(Image point grounding data)
----------

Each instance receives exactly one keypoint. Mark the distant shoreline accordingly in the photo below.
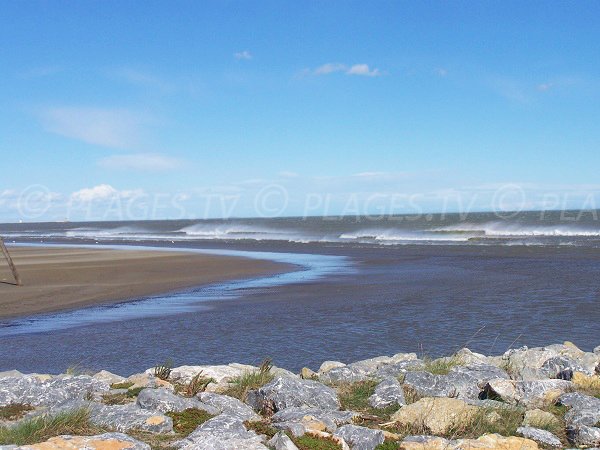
(64, 278)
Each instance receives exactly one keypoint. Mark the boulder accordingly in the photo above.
(583, 409)
(104, 441)
(387, 393)
(108, 377)
(219, 433)
(29, 389)
(229, 406)
(530, 394)
(438, 415)
(328, 365)
(488, 441)
(542, 437)
(127, 417)
(360, 438)
(537, 418)
(311, 419)
(425, 384)
(282, 442)
(282, 393)
(584, 436)
(163, 400)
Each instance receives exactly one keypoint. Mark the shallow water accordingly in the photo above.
(376, 300)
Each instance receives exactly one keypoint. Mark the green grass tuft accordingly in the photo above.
(188, 420)
(14, 411)
(42, 428)
(240, 386)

----------

Your output should be an exact copy of every line from the one containing "Each instance receives exactly one keypoint. Mark the shallow" through the end of the records.

Each instance receives exactly one keypoint. Mark the shallow water accordingly in the photo above.
(376, 300)
Each instance receives exactly one keypoint. Mark the green grass tuft accordingly in the photo above.
(188, 420)
(14, 411)
(42, 428)
(240, 386)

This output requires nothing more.